*Directive*
Word for word, transcribe the lines from the one containing "Annotate the tower" through the end of the entries, both included, and nothing else.

*Information given*
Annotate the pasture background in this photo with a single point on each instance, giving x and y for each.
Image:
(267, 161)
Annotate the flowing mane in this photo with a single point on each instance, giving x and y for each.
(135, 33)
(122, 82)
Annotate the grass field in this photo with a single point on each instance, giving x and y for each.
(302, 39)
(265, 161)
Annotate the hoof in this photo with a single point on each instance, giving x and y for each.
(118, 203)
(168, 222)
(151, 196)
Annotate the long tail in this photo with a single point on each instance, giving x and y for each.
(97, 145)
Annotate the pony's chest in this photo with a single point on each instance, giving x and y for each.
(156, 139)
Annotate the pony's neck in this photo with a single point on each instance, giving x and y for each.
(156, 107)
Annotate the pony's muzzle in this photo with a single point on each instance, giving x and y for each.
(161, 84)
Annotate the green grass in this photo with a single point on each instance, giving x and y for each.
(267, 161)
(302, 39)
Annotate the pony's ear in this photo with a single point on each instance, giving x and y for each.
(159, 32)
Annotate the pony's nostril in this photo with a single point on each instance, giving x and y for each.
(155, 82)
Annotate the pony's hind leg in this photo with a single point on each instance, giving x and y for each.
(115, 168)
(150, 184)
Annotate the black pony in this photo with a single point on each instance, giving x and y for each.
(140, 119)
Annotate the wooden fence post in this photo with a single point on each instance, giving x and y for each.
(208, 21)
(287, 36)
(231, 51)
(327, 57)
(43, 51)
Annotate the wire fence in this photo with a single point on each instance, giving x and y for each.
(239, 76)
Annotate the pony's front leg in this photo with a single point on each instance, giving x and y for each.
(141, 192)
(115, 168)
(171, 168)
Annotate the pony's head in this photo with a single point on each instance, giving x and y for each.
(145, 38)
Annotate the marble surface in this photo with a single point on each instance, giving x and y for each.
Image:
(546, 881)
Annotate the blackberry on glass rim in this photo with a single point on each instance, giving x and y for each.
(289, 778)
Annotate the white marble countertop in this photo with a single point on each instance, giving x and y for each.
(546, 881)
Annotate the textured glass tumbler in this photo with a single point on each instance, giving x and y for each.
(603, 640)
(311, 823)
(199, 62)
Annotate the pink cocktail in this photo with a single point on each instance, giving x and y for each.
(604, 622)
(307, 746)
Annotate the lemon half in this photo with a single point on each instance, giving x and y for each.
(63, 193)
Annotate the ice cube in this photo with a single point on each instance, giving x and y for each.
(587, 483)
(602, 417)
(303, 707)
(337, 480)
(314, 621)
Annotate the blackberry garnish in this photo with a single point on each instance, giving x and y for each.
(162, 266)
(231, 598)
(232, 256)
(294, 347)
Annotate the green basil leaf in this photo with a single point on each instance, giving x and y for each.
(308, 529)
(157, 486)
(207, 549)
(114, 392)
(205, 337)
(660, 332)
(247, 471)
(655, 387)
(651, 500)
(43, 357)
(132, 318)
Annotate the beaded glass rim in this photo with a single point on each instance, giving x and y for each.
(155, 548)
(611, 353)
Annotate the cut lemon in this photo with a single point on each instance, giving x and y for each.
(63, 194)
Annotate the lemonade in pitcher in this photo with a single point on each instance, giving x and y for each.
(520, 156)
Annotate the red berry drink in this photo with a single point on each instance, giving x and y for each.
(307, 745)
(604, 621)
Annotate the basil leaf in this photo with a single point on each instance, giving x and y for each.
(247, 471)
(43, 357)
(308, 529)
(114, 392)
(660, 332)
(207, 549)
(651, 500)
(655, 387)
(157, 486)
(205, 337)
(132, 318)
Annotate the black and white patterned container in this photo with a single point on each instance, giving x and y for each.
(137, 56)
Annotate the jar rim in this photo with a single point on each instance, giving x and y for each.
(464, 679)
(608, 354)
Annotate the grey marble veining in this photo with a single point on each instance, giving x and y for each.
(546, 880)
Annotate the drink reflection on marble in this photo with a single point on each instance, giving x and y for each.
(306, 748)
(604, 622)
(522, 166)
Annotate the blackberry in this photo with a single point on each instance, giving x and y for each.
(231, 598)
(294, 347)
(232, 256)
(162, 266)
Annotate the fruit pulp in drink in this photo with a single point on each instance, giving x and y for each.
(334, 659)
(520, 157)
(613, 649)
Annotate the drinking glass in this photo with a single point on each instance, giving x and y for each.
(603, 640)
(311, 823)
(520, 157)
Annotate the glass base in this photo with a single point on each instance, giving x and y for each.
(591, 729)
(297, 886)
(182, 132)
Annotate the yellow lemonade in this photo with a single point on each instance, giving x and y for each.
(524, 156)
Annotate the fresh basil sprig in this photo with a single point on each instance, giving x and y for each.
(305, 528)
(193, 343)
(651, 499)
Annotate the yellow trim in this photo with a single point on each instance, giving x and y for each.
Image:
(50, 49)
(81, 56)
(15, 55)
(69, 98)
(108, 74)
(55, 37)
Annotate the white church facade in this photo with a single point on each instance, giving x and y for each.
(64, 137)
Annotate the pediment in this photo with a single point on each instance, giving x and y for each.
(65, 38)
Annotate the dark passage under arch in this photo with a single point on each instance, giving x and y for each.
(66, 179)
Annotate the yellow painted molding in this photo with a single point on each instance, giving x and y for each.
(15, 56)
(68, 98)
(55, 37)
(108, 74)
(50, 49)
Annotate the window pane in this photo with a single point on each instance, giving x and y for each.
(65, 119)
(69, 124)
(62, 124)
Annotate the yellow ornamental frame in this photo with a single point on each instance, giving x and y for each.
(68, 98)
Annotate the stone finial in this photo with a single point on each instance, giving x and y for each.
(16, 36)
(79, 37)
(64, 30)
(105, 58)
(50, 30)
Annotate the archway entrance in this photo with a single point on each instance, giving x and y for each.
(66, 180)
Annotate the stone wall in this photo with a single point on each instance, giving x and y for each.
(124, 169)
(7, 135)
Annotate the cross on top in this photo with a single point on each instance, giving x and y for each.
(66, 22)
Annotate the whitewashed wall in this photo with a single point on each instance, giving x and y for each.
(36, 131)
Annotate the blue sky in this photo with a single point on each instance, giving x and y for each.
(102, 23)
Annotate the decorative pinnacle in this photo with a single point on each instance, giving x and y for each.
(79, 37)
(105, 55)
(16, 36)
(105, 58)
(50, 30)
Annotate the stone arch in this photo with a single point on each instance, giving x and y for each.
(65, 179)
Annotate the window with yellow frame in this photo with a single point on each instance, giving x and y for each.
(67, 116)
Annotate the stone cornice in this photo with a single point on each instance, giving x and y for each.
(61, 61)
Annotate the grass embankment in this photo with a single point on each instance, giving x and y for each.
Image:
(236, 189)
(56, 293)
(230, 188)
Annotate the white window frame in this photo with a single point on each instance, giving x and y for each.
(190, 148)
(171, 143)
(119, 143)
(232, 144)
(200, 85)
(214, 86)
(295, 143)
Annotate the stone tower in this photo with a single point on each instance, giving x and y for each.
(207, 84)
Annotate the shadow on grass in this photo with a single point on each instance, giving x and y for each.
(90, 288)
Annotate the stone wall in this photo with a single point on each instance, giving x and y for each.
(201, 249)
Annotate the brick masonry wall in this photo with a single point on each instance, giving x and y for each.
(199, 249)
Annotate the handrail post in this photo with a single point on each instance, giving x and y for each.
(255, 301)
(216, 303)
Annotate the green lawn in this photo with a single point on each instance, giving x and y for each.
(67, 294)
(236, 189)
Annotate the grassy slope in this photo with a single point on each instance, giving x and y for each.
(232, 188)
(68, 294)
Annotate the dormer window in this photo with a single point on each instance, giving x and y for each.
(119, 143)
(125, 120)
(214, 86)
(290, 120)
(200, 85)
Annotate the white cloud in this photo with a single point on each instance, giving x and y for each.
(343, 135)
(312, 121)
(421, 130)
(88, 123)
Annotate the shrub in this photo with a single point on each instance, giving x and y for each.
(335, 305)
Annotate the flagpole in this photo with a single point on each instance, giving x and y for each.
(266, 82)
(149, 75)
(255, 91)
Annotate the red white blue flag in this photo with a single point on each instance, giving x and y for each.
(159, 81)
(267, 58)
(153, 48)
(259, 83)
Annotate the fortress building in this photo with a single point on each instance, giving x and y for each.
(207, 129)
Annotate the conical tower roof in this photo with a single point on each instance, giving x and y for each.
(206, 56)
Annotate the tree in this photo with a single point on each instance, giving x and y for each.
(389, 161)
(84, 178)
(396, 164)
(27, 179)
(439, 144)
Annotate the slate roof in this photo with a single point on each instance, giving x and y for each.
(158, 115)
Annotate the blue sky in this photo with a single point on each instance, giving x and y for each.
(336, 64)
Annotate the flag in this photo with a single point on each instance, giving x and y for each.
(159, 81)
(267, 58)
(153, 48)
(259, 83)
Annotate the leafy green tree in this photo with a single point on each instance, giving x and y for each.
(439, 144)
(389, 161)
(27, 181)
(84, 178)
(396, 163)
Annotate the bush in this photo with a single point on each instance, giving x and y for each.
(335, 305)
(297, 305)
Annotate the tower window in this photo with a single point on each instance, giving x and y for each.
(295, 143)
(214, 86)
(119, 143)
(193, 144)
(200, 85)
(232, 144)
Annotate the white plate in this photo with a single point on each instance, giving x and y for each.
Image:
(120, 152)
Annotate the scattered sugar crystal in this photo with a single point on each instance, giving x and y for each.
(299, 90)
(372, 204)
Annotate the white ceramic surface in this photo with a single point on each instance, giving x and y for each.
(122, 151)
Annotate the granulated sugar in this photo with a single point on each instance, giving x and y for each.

*Solved problem*
Annotate the tower window in this photo with a single point on each instance, giving x and y for each.
(295, 143)
(214, 86)
(119, 143)
(193, 144)
(200, 85)
(232, 144)
Annotate the white plate in this photo with a single point on each instance, giving x and y for each.
Image:
(120, 152)
Annotate the scattered sugar crystal in this photo with a single point on each instance, giving x and y for each.
(299, 90)
(372, 204)
Annotate the white ceramic surface in this photo with a single point on each instance, giving x and y for each.
(122, 151)
Annotate the granulated sugar in this photo with a single point on each instance, giving x and y for each.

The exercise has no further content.